>> begin Extract provided
Analogously to scale_x_*
and scale_y_*
,
there are scale
s corresponding to other aesthetics. Some of
the most common are used to control the color
aesthetic.
For example, arguments to scale_color_hue()
control the
color scale and the name in the plot legend.
weather_df |>
ggplot(aes(x = tmin, y = tmax)) +
geom_point(aes(color = name), alpha = .5) +
labs(
title = "Temperature plot",
x = "Minimum daily temperature (C)",
y = "Maxiumum daily temperature (C)",
color = "Location",
caption = "Data from the rnoaa package") +
scale_color_hue(h = c(100, 300))
## Warning: Removed 17 rows containing missing values or values outside the scale range
## (`geom_point()`).
Trying to create your own color scheme usually doesn’t go well; I
encourage you to use the viridis
package instead. There are several options, but the default color scheme
works nicely!
ggp_temp_plot =
weather_df |>
ggplot(aes(x = tmin, y = tmax)) +
geom_point(aes(color = name), alpha = .5) +
labs(
title = "Temperature plot",
x = "Minimum daily temperature (C)",
y = "Maxiumum daily temperature (C)",
color = "Location",
caption = "Data from the rnoaa package"
>> end Extract provided
» Directive
Pick up the tutorial on ggplot color scales above and write its next part, starting right after the final line shown.
>> begin Supplied material
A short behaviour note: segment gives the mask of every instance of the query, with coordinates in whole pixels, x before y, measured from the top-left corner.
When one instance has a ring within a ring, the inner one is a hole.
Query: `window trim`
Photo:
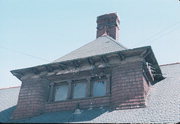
>> end Supplied material
» Reply to the task
) +
viridis::scale_color_viridis(
name = "Location",
discrete = TRUE
)
ggp_temp_plot
## Warning: Removed 17 rows containing missing values or values outside the scale range
## (`geom_point()`).
We used discrete = TRUE
because the color
aesthetic is mapped to a discrete variable. In other cases (for example,
when color mapped to prcp
) you can omit this argument to
get a continuous color gradient. The
viridis::scale_fill_viridis()
function is appropriate for
the fill
aesthetic used in histograms, density plots, and
elsewhere.
Themes are used to modify non-data elements of a plot – they don’t change mappings or how data are render, but control things like background color and location of the the legend. Using themes can help with general plot appearance.
For example, I frequently change is the legend position. By default this is on the right of the graphic, but I like to shift it to the bottom to ensure the graphic takes up the available left-to-right space.
ggp_temp_plot +
theme(legend.position = "bottom")
## Warning: Removed 17 rows containing missing values or values outside the scale range
## (`geom_point()`).
Quick tip: legend.position = "none"
will remove the
legend. This is helpful when multiple plots use the same color scheme or
when the legend is obnoxious for some other reason.
While you can manage specific theme elements individually, I
recommend using a built-in theme. By default this is
theme_gray
; here’s theme_bw()
:
ggp_temp_plot +
theme_bw() +
theme(legend.position = "bottom")
## Warning: Removed 17 rows containing missing values or values outside the scale range
## (`geom_point()`).
… and here’s theme_classic()
:
ggp_temp_plot +
theme_classic() +
theme(legend.position = "bottom")
## Warning: Removed 17 rows containing missing values or values outside the scale range
## (`geom_point()`).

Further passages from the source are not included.